Part of a data file:
____________
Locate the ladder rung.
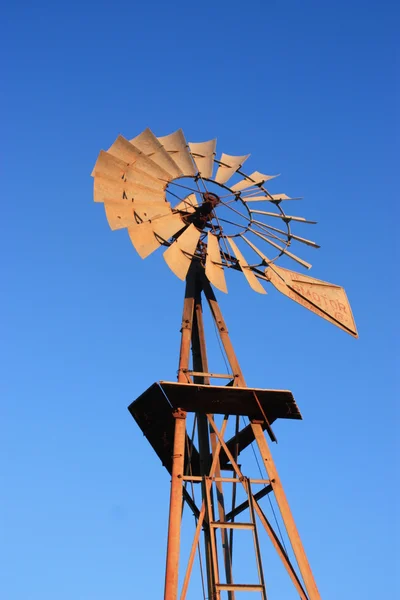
[215,583,264,592]
[210,521,254,529]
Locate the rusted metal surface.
[164,410,186,600]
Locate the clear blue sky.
[0,0,399,600]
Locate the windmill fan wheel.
[92,129,357,336]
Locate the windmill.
[92,129,357,600]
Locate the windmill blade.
[174,194,198,213]
[242,194,301,204]
[104,199,171,230]
[226,237,267,294]
[250,229,312,269]
[93,175,165,202]
[231,171,278,192]
[163,223,201,280]
[108,135,172,182]
[91,150,129,180]
[189,140,217,179]
[206,231,228,294]
[129,128,183,179]
[128,214,185,258]
[158,129,197,177]
[214,153,250,183]
[92,150,167,191]
[250,210,317,225]
[253,220,321,248]
[265,265,358,338]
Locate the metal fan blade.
[215,153,250,183]
[163,223,201,279]
[251,209,317,225]
[265,265,358,338]
[253,220,321,248]
[242,194,301,203]
[250,229,312,269]
[240,234,271,265]
[174,194,198,213]
[226,237,267,294]
[231,171,278,192]
[129,128,182,179]
[189,140,217,178]
[108,135,172,181]
[91,150,129,180]
[128,214,185,258]
[206,231,228,294]
[158,129,197,177]
[93,175,165,202]
[104,199,171,230]
[92,150,167,191]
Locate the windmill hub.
[203,192,220,213]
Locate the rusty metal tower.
[92,129,357,600]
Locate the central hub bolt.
[203,192,219,212]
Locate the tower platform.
[128,381,302,474]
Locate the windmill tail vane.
____________
*What the exercise asks*:
Lay out every line of the items above as a Markdown table with the columns Row and Line, numbering the rows in order and skipping blank lines. Leave the pictures out of the table.

*Result*:
| Row | Line |
|---|---|
| 1 | Locate the ladder rung. |
| 2 | [215,583,264,592] |
| 3 | [210,521,254,529] |
| 4 | Locate the rusted metal surface. |
| 5 | [164,410,186,600] |
| 6 | Locate the clear blue sky. |
| 7 | [0,0,399,600] |
| 8 | Locate the windmill fan wheel. |
| 9 | [92,129,357,336] |
| 10 | Locate the windmill. |
| 11 | [92,129,357,600] |
| 12 | Locate the windmill blade. |
| 13 | [174,194,198,213] |
| 14 | [242,194,301,204] |
| 15 | [104,199,171,230] |
| 16 | [226,237,267,294] |
| 17 | [250,229,312,269] |
| 18 | [93,175,165,202] |
| 19 | [231,171,278,192] |
| 20 | [163,223,201,280] |
| 21 | [108,135,172,182] |
| 22 | [91,150,129,180] |
| 23 | [189,140,217,179] |
| 24 | [206,231,228,294] |
| 25 | [129,128,183,179] |
| 26 | [128,214,185,258] |
| 27 | [158,129,197,177] |
| 28 | [214,153,250,183] |
| 29 | [92,150,167,191] |
| 30 | [250,210,317,225] |
| 31 | [253,220,321,248] |
| 32 | [265,265,358,338] |
| 33 | Locate the metal fan blade. |
| 34 | [215,153,250,183] |
| 35 | [163,223,201,279] |
| 36 | [251,209,317,225] |
| 37 | [265,265,358,338] |
| 38 | [253,220,321,248] |
| 39 | [242,194,301,203] |
| 40 | [250,229,312,269] |
| 41 | [240,234,271,265] |
| 42 | [174,194,198,213] |
| 43 | [226,237,267,294] |
| 44 | [231,171,278,192] |
| 45 | [129,128,182,179] |
| 46 | [189,140,217,178] |
| 47 | [108,135,172,181] |
| 48 | [91,150,129,180] |
| 49 | [128,214,185,258] |
| 50 | [206,231,228,294] |
| 51 | [158,129,197,177] |
| 52 | [93,175,165,202] |
| 53 | [104,199,171,230] |
| 54 | [92,150,167,191] |
| 55 | Locate the windmill hub. |
| 56 | [203,192,220,213] |
| 57 | Locate the rusty metal tower. |
| 58 | [92,129,357,600] |
| 59 | Locate the central hub bolt. |
| 60 | [203,192,219,212] |
| 61 | Locate the tower platform. |
| 62 | [128,381,302,474] |
| 63 | Locate the windmill tail vane. |